SOURCE EXCERPT
======

We believe that, taken together, these variables can provide a representative picture of the NWB language ecology as depicted by the sources that we consulted (see Section 5.1 for discussion). While these variables are neither exact nor exhaustive, they appear to shed light on aspects of the interaction between gender systems and the local sociogeographic environment, which we want to test further with the support of quantitative methodologies and based on the full data set of 179 NWB languages. Choosing these variables does not exclude the possibility that other processes, which these variables do not capture, may influence the distribution of types of gender system that we observe in our sample. Given this proviso, we factor in these variables in our quantitative analyses, which we introduce in the next section.
3.2 Variable implementation: Quantifying sociohistorical and environmental correlates of gender restructuring
We investigate the hypothesis that a relationship exists between the type of gender system a NWB language has and the sociohistorical and environmental factors identified in Section 3.1. To assess this relationship, we use regression analyses, where the response variable (the type of gender system) is assessed in terms of the sociolinguistic and sociogeographic variables identified in Section 3.1. Our response variable—that is, the types of gender systems that we observe in our sample—can be operationalized in three different ways in our models:15
-
As a four-way typology, which we presented in Section 2.3. Languages are classified as having either (1) only syntactic agreement; (2) both syntactic and animacy-based agreement; (3) only animacy-based agreement; or (4) no gender. This translates into a four-way multinomial measure, or three binary measures if the first group is taken as the reference group.
-
As a simplified binary typology. This is obtained by dropping the distinction between types (2), (3), and (4) as given above, that is, by devising a binary measure which contrasts languages with only syntactic agreement with languages that have any other type of gender system (i.e., languages that have various amounts of animacy-based agreement or no gender)
-
As the counts of the number of targets that receive syntactic agreement and of the number of targets that receive animacy-based agreement, that is, as two count measures.
For regression modeling, we exclusively use two of these response measures: the simplified typology (binary measure; only syntactic agreement vs. any other type of gender system) and the counts of how many targets receive syntactic agreement and how many receive animacy-based agreement. The four-way typology given in Section 2.3 classifies the languages of the data set into four groups, some of which (those containing languages with only animacy-based gender or no gender) are very small. We attempted to fit such a response variable at earlier stages of this project, and faced issues related to statistical power because of the skewed distribution of languages across groups (see Supplementary Information 2, Section 7, for a discussion of statistical power). From a typological point of view, choosing where to draw the line in the range from languages with a small amount of animacy-based marking through to those with no gender agreement at all is somewhat artificial, as differences between these types can sometimes be minimal (see Section 2.3). For instance, languages with no syntactic agreement and where animacy-based marking occurs on a single target only minimally differ from languages with no gender agreement. Similarly, languages with both syntactic and animacy-based agreement, where the latter is potentially available for all agreement domains, are in effect not so different from languages with only animacy-based gender. In view of this, we think that if any binary distinction is to be made in our typology, it should be between languages that only have syntactic agreement and all other languages (i.e., languages with any amount of animacy-based agreement or no gender marking at all). We do use the four-way typology for plotting in Sections 2.3 and 4 as we find it more fine-grained and insightful.16
The data on the sociogeographic variables were collected from the following sources:
-
Ancestor in rainforest and current location in rainforest. The data on whether the ancestor language was located in the rainforest are based on the reconstructed route of the Bantu speakers by Grollemund et al. (2015: Fig. 3).17 Following Grollemund et al.’s analysis, most of the NWB languages in the current sample have an ancestor in the rainforest; only languages in Guthrie zones A30, B60–B70, D20–D50, and H10–H20 do not. The data on current location in the rainforest are based on the ratio of the overlap between each language area and the Central Africa rainforest (ranging from 0 if the language is spoken entirely outside the rainforest to 1 if spoken entirely inside the rainforest). The polygons used for these calculations were taken from Grollemund et al. (2015) and the World Language Mapping System.18
-
Latitude and longitude. These data are almost entirely taken from Glottolog (Hammarström et al. 2018). When data were missing from Glottolog, information was taken from primary sources.

======

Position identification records
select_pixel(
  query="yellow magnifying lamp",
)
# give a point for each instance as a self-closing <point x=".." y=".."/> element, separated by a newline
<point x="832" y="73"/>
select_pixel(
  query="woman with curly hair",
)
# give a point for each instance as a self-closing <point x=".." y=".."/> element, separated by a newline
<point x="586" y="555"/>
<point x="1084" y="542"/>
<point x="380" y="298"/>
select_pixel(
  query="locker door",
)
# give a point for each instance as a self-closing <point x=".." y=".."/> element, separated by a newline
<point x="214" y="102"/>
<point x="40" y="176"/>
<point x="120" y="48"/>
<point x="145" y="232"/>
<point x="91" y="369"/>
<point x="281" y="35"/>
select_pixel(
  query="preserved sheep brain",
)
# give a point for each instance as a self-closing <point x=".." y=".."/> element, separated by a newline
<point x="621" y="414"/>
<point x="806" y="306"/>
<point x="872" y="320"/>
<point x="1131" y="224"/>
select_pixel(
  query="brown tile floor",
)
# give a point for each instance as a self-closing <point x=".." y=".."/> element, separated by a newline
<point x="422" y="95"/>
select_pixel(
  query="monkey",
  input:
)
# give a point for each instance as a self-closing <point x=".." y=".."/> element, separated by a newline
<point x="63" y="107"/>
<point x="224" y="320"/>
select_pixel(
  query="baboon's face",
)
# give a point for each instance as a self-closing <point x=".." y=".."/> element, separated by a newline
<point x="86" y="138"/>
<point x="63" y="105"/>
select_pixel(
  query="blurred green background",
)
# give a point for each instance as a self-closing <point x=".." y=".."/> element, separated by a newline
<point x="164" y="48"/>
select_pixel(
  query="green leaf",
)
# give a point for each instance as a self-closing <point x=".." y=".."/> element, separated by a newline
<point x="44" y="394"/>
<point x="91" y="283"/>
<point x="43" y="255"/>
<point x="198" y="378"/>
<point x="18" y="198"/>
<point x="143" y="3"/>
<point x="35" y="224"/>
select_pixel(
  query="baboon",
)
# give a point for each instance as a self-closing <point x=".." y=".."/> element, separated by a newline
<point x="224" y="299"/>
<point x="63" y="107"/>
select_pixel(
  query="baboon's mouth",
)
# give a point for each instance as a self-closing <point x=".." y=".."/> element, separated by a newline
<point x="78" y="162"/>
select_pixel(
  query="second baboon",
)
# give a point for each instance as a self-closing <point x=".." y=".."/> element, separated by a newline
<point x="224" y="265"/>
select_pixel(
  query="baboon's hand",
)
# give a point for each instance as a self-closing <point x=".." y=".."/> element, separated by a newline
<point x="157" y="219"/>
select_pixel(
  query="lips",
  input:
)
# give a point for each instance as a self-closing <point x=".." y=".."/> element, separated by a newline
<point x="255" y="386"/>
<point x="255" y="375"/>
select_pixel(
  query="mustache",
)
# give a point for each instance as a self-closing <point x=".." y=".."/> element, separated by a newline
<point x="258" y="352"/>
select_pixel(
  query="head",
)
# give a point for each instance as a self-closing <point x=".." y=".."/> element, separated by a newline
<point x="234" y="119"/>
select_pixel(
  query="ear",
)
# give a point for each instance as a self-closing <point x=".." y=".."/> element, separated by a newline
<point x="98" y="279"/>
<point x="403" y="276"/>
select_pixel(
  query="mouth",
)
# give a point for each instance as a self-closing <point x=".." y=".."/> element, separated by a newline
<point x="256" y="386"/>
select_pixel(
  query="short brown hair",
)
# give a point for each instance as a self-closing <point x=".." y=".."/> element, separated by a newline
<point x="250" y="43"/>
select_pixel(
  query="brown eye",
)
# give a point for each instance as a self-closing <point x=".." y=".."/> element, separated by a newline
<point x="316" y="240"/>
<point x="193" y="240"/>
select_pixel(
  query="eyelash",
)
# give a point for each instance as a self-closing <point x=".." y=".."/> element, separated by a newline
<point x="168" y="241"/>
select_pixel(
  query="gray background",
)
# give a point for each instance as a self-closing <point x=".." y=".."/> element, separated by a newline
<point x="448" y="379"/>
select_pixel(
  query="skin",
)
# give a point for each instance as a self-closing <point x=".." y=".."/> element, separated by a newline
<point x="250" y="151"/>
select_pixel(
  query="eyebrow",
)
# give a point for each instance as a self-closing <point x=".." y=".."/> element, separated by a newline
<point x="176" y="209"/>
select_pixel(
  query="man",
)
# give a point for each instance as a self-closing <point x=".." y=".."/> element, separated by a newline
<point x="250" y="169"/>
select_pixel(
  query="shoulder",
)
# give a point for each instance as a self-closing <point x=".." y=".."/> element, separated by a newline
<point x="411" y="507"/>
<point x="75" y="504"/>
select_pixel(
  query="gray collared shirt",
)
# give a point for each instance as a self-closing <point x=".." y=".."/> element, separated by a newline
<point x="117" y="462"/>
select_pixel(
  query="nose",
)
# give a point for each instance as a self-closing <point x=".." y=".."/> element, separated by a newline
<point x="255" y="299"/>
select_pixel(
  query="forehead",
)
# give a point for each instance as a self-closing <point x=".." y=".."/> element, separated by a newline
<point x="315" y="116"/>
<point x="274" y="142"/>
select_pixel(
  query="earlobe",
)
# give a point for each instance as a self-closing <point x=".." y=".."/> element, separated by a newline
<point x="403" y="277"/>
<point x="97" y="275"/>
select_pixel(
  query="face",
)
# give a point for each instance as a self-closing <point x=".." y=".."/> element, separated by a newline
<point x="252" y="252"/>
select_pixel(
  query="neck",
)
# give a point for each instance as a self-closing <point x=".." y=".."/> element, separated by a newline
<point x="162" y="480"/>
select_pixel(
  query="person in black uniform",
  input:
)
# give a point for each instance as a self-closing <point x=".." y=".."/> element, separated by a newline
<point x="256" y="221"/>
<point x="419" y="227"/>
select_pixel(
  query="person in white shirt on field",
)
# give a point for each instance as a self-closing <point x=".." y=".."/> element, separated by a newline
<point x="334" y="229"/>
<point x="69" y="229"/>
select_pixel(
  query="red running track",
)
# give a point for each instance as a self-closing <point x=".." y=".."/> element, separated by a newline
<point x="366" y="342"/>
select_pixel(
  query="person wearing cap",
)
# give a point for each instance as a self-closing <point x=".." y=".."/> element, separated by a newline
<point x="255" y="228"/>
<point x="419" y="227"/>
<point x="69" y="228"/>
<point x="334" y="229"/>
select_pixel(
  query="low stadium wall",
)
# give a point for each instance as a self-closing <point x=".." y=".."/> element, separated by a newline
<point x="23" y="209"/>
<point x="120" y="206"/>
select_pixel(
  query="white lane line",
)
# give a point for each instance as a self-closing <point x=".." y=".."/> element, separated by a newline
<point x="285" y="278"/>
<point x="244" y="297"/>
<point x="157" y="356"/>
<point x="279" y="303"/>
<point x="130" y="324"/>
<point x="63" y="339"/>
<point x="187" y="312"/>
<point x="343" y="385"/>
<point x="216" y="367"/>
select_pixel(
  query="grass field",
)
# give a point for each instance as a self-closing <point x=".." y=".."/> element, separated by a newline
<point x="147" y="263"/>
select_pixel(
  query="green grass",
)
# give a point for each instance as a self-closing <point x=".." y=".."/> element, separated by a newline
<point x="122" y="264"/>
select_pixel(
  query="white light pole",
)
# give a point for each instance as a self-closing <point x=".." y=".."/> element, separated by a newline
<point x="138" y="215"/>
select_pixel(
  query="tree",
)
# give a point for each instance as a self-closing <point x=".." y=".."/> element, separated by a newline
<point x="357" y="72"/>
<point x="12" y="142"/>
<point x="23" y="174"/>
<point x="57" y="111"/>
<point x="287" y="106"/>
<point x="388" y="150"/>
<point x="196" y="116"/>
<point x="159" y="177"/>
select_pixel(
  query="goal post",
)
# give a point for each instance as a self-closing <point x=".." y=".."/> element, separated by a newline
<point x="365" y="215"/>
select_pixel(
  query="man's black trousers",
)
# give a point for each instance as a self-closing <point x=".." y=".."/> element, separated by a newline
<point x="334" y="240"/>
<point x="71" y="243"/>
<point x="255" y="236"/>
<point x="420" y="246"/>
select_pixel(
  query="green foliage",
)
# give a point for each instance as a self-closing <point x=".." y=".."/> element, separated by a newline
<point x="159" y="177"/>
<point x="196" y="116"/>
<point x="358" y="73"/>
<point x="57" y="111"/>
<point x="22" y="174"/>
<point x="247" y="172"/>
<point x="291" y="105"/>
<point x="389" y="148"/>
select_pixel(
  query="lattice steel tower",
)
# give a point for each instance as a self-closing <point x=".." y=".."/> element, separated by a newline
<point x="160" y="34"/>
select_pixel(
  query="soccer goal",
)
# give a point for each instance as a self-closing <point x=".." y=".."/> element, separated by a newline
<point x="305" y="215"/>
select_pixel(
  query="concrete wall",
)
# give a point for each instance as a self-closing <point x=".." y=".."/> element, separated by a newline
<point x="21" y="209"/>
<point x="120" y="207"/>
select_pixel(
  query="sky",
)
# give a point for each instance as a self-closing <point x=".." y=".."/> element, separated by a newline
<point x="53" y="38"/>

======

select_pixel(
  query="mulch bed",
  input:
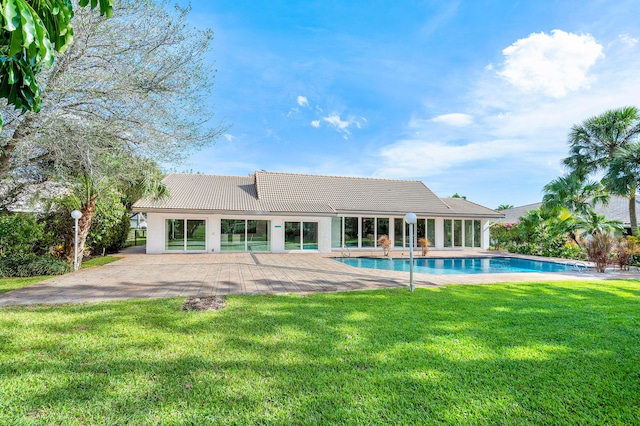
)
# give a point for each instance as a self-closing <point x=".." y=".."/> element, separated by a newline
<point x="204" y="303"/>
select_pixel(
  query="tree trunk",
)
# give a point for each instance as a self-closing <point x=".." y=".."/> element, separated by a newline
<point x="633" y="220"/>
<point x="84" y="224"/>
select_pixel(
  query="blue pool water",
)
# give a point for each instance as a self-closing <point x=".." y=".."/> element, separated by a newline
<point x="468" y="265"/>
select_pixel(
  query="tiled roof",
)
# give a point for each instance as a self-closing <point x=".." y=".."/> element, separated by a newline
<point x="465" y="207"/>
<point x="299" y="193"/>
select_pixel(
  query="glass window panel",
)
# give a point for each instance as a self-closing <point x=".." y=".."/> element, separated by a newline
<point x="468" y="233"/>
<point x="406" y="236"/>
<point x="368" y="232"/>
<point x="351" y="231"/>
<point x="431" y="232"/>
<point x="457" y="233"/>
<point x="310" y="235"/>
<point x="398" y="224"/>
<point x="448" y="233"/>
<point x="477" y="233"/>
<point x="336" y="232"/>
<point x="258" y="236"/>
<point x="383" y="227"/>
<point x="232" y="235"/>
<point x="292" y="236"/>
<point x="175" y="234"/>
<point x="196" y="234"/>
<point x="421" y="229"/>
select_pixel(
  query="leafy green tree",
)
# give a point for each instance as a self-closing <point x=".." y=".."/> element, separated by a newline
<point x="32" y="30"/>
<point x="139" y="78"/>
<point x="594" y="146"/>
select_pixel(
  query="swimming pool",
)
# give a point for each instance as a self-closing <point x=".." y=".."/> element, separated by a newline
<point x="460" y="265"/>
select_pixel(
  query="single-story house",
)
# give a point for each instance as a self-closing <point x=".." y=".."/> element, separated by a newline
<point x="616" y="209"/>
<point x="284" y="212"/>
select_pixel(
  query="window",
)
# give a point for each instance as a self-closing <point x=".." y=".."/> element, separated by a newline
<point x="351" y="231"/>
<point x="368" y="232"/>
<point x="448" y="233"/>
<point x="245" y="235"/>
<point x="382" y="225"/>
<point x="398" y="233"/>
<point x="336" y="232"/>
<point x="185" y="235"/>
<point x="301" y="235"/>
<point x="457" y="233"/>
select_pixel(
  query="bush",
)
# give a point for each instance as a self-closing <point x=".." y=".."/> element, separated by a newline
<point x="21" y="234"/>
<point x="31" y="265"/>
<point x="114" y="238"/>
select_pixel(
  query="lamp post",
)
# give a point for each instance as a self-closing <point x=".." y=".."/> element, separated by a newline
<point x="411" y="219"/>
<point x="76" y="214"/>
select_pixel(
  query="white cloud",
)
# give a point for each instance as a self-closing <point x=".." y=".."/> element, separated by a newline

======

PROBLEM TO WORK ON
Continue the source excerpt on NWB gender systems and their sociogeographic correlates, starting after its final sentence.

EXERCISE RESULT
-
Border with Ubangi and/or Central Sudanic. The language polygons from the World Language Mapping System and/or identified from the literature were used to identify speaker communities that are in close contact (i.e., touching borders) with Ubangi- and/or Central Sudanic-speaking communities. Data on where these communities are located were taken from Ethnologue (Lewis et al. 2016).
-
Number of L1 speakers. These data are taken from Ethnologue (Lewis et al. 2016).19
Given that we excluded Shiwa (see footnote 7) and two other languages due to missing data on population size (see footnote 19), the final data set contains 176 languages. The relationship between the type of gender system and demographic and geographic factors was assessed using several different models. As we deal with a mixture of data types (binary, continuous, counts), we primarily constructed generalized linear mixed effects models (GLMM s) using the package brms (Bürkner 2017) in R (R Core Team 2017). This package allows the user to fit Bayesian multilevel models in R using the probabilistic programming language Stan (Carpenter et al. 2017). The case for using mixed models in language typology has been made by Cysouw (2010) and Coupe (2018) and is gaining ground (Sinnemäki & Di Garbo 2018; Schmidtke-Bode & Levshina 2018; Schmidtke-Bode 2019; among others). Our immediate reason for choosing Bayesian GLMM s over frequentist statistics was that Bayesian packages in R (brms [Bürkner 2017] and MCMCglmm [Hadfield 2010]) allow for a wider range of models, including a mixture of categorical and continuous fixed effects, as well as random effects that control for genealogical relations by using the full structure of a phylogenetic tree (set). Additional reasons for opting for a Bayesian framework are discussed by McElreath (2020). Other recent typological studies that opt for a Bayesian approach are Erben Johansson et al. (2020), Urban & Moran (2021), and Guzmán Naranjo & Becker (2021).
Since our sample exclusively consists of closely related languages, we employ statistical methods that can account for historical relationships between these languages. We do this by using (a) grouping variables, that is, classifications in terms of big(gish) genealogical language groups; and (b) phylogenetic trees. The grouping variables capture the relatedness of the languages of our sample at 3000–5000 years in the past (Grollemund et al. 2015). Phylogenetic trees capture the entire pedigree of the sampled languages, as they consist of hierarchically nested groups of closely related languages.
The grouping variable that we used for the analyses reported in the main text is the classification of Narrow Bantu by Glottolog (Hammarström et al. 2018).20 It contains six groups: Ababuan (22 languages in our sample), Bantu A–B10–B20–B30 (70), Central-Western Bantu (130), East Bantu (12), Lebonya (6), and Mbam-Bube (15).21 Our sample does not include all Central-Western and all East Bantu languages, as many of these are spoken in different Guthrie zones. We included only languages from the NWB area, from Guthrie zones A, B, C, D, and H (see Section 2.3). For more information regarding the use of Glottolog as the main grouping variable and for the phylogenetic trees used for additional analyses, see Supplementary Information 2, Section 3.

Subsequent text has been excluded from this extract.